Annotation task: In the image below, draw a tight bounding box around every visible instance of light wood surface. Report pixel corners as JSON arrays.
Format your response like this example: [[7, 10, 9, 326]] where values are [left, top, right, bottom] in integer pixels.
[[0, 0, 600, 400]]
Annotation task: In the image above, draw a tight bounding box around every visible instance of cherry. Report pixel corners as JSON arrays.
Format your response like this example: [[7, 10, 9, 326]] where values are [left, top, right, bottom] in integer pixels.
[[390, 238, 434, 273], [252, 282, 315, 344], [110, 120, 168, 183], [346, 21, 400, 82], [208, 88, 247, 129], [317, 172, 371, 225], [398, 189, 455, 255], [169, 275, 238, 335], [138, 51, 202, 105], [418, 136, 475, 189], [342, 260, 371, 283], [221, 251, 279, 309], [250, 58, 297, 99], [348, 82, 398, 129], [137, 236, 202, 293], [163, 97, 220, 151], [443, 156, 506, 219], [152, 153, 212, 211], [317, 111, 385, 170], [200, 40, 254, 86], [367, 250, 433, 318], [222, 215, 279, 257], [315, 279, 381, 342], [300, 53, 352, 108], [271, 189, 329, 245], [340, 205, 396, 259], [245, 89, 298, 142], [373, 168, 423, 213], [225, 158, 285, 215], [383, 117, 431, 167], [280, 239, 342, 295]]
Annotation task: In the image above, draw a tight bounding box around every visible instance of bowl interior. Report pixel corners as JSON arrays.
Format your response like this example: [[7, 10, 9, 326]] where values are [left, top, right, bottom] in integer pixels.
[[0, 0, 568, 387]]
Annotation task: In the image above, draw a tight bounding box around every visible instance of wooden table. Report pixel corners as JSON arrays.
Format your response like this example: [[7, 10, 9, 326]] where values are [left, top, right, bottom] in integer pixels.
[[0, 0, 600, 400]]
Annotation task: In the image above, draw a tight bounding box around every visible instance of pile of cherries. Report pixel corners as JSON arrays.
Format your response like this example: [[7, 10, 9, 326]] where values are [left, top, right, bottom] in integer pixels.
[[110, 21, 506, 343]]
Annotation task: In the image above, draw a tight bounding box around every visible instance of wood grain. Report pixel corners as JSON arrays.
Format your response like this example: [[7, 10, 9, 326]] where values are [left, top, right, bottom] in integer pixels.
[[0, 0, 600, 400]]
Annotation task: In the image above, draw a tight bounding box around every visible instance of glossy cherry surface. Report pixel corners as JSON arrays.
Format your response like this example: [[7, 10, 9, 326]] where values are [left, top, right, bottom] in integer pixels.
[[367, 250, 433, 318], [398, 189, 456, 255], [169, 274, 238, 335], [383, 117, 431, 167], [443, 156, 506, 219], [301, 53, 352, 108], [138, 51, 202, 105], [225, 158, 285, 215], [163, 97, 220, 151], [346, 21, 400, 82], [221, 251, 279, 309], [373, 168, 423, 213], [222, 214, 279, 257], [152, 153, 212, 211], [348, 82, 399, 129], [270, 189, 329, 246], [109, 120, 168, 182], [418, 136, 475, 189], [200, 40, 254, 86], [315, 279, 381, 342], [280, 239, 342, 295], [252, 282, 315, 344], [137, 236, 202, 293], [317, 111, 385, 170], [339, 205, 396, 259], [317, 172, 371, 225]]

**Direction:** Can you reproduce only the records that begin at the line containing "interior. Report pixel corners as JSON arrays." and stop after the line containing "[[0, 0, 568, 387]]", requests included, with every bounding-box coordinate in the answers scaled by 1.9 and rounded to whole numbers, halves up? Keep the requests and their format samples unchanged.

**Full response:**
Annotation task: In the image above, draw a tight bounding box around every visible instance of bowl interior. Report pixel corners as JSON arrays.
Format your response like this example: [[7, 10, 9, 326]] where values are [left, top, right, bottom] in integer pixels.
[[0, 0, 1079, 735]]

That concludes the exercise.